— BEGIN —

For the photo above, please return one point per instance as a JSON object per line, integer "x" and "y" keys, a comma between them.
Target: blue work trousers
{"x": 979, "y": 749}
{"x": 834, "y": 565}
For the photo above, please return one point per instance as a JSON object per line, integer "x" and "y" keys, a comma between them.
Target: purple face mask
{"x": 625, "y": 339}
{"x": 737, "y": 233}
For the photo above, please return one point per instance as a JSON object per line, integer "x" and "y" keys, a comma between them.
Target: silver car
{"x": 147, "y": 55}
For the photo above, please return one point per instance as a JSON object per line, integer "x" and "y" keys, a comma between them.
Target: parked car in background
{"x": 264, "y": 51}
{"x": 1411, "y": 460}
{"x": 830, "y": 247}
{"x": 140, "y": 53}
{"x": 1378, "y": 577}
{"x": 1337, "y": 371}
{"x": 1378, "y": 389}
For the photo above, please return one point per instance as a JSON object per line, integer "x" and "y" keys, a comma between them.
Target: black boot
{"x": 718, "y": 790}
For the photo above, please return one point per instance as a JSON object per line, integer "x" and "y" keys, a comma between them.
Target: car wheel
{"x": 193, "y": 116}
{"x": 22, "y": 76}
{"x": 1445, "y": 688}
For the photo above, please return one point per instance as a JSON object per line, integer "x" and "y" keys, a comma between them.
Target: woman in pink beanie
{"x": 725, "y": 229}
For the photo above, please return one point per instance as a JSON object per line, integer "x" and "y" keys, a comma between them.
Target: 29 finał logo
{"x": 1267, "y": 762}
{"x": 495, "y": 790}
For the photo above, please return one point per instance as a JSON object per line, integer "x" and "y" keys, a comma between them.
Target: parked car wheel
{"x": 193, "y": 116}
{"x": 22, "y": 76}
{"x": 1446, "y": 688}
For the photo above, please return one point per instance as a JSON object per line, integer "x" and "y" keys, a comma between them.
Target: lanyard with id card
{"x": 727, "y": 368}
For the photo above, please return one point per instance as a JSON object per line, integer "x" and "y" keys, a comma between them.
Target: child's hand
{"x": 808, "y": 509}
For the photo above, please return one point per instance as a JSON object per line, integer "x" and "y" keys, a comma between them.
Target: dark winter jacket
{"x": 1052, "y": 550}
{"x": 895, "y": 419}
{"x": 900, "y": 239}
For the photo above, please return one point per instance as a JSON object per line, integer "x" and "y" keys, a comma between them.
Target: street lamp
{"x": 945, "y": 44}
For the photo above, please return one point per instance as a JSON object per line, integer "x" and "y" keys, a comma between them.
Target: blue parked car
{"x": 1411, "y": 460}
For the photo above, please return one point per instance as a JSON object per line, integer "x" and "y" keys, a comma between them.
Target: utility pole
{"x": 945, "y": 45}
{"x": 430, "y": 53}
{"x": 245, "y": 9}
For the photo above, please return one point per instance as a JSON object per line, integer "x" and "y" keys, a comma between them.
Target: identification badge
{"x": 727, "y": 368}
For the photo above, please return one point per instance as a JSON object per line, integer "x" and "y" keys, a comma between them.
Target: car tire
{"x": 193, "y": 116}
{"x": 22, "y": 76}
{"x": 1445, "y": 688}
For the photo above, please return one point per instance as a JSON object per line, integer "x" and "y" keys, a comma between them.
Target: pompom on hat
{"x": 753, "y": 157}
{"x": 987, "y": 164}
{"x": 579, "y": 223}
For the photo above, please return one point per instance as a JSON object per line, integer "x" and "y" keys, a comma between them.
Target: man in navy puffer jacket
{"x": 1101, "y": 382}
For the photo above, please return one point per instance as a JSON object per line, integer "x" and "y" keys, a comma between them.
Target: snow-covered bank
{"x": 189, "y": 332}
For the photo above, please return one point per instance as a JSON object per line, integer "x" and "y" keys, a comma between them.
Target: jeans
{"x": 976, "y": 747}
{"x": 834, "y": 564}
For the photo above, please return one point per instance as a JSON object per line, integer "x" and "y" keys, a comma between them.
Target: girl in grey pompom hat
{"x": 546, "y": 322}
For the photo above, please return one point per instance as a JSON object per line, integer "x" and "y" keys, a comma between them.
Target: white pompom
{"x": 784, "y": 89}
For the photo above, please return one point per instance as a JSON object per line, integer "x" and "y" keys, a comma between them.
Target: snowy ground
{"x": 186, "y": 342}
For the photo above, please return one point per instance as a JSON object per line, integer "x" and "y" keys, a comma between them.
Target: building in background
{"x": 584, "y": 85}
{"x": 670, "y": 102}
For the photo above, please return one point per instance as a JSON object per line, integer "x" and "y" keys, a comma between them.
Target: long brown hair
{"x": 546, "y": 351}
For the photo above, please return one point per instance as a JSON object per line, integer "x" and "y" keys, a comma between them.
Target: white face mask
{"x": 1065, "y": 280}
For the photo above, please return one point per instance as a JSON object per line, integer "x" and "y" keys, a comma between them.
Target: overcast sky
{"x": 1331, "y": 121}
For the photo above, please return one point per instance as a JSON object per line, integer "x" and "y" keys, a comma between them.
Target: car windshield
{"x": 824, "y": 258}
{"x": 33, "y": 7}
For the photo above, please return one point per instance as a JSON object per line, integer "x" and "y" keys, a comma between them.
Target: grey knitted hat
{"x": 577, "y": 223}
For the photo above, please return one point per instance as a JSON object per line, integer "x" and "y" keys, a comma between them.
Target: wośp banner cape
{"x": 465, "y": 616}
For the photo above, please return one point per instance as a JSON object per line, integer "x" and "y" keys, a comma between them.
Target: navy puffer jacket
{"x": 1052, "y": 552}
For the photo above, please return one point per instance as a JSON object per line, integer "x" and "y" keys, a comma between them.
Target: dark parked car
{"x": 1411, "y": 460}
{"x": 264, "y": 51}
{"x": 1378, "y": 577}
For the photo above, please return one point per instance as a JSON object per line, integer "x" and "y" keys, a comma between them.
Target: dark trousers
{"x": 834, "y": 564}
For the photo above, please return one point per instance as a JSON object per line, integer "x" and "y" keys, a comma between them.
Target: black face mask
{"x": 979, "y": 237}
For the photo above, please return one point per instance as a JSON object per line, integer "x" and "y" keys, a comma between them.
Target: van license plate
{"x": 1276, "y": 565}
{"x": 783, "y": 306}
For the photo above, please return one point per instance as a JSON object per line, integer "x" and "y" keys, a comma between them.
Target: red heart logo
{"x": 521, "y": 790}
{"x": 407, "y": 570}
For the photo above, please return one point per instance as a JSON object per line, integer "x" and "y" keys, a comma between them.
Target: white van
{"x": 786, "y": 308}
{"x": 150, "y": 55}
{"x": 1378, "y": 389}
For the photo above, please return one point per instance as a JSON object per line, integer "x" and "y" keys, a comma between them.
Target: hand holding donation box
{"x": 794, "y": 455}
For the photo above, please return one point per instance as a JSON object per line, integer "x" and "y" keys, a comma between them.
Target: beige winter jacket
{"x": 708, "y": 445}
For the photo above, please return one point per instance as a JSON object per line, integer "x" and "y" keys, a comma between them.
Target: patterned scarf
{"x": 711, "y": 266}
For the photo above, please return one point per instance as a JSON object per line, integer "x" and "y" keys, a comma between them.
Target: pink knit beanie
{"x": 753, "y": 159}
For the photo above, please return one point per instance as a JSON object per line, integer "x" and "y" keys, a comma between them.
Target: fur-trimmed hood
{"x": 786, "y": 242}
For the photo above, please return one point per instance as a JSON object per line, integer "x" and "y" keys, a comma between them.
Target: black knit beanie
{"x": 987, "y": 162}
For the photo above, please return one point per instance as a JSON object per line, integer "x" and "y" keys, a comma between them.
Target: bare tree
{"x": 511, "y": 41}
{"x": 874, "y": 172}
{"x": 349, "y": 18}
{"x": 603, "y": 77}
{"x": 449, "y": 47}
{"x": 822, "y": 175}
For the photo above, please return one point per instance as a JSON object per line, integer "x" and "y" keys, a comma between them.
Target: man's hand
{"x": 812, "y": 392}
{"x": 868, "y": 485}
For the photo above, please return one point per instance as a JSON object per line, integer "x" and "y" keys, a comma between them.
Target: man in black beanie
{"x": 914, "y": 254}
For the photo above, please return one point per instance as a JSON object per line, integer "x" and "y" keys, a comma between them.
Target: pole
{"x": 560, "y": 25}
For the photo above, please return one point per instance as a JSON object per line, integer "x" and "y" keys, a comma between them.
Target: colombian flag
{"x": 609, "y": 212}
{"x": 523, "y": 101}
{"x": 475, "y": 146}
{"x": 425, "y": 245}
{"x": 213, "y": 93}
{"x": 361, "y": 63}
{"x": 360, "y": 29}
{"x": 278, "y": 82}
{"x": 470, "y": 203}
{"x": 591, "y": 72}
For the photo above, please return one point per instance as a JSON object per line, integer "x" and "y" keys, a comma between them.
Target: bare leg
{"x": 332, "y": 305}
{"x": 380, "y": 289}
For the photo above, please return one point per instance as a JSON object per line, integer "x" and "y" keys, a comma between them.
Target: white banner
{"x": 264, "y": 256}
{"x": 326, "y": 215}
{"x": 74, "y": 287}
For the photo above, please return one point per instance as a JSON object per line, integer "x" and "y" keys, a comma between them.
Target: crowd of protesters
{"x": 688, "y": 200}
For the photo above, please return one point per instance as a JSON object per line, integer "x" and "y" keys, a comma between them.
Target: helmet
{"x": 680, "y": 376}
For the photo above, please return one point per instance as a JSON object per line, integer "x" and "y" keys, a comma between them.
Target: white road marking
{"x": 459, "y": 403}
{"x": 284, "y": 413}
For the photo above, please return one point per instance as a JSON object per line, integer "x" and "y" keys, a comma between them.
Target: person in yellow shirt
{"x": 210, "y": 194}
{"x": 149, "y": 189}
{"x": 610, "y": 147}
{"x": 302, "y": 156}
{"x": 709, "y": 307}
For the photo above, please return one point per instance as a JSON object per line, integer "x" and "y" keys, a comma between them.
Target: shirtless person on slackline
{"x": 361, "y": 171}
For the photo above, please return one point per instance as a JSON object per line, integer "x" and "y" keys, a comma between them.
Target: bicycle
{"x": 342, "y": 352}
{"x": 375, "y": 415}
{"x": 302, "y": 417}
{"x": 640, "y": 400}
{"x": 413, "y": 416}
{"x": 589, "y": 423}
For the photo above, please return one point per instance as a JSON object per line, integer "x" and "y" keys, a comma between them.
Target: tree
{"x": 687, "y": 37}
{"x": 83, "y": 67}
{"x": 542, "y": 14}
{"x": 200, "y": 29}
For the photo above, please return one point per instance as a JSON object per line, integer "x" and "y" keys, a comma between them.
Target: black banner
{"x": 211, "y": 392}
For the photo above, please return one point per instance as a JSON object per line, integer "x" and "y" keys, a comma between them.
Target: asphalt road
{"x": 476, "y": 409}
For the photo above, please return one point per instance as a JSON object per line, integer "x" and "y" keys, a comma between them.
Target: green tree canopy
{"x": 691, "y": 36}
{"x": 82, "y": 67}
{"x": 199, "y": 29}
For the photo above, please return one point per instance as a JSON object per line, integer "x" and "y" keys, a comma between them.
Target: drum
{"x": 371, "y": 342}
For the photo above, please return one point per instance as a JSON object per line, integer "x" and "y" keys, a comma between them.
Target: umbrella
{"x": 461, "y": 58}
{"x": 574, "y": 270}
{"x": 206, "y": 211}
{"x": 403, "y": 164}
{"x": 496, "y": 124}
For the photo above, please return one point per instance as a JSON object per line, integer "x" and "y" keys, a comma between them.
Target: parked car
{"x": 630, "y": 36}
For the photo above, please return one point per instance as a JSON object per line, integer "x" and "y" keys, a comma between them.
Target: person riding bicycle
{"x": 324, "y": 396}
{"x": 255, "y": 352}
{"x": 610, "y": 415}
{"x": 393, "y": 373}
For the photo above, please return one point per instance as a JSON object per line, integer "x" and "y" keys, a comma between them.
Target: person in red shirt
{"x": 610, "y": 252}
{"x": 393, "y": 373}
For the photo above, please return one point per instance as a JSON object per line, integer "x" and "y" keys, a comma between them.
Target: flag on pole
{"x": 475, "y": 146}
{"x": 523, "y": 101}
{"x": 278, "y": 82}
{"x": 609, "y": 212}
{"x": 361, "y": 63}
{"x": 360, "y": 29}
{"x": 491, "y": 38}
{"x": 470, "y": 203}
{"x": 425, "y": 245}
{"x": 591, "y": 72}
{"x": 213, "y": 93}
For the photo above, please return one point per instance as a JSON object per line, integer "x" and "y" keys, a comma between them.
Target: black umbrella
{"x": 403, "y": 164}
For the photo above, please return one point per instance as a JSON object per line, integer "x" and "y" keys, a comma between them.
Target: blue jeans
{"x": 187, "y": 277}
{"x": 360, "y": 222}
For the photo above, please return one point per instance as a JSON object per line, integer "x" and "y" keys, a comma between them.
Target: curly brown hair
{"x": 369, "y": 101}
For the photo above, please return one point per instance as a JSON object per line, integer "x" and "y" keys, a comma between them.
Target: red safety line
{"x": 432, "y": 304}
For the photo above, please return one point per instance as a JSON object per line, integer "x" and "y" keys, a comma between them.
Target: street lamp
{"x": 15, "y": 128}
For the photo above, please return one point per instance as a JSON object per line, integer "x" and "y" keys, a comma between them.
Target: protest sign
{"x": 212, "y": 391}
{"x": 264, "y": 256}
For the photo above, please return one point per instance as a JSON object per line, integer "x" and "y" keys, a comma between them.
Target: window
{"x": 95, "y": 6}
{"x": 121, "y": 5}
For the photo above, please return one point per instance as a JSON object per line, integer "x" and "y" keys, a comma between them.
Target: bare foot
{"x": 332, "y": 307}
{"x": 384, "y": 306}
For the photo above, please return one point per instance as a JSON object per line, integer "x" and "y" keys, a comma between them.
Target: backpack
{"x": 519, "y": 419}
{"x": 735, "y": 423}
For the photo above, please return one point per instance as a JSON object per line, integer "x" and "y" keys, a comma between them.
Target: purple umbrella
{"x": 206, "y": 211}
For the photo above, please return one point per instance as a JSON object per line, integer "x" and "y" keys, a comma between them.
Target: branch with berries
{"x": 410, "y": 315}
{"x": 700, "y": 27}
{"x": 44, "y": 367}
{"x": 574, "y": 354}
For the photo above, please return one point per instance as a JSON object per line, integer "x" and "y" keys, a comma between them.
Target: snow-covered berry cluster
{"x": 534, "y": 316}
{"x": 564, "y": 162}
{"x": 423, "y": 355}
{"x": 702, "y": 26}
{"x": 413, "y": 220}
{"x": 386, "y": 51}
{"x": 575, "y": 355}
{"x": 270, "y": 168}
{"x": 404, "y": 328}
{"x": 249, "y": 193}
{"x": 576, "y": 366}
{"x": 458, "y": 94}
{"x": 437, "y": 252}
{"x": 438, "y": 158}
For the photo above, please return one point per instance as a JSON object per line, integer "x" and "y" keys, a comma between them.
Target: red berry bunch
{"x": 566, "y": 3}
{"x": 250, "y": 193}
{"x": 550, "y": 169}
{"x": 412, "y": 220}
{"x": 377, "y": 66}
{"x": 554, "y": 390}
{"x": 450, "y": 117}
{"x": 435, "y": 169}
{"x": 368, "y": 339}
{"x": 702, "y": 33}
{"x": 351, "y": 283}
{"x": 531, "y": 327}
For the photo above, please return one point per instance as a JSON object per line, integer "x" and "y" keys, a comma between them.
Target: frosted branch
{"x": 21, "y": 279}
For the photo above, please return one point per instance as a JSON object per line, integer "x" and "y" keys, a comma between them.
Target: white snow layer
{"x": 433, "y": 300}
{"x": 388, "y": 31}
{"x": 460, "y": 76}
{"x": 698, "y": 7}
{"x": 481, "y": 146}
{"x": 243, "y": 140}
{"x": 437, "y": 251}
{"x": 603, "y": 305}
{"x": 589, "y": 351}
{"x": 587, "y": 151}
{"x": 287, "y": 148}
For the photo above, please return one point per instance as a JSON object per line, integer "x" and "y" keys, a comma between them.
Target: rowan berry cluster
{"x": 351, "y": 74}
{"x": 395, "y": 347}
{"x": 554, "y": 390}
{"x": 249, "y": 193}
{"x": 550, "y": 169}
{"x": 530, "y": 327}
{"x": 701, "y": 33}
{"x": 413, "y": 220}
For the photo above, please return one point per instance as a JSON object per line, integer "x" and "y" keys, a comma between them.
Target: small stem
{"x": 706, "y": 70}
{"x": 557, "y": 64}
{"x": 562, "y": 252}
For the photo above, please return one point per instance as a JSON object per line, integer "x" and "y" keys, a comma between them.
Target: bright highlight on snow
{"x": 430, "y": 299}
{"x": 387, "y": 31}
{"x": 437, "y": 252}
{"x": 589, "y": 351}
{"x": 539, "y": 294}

— END —

__Aim of the task__.
Return every line of the records above that contains the string "grey", matching case exactly.

__In response__.
Target: girl in grey pompom hat
Target: grey knitted hat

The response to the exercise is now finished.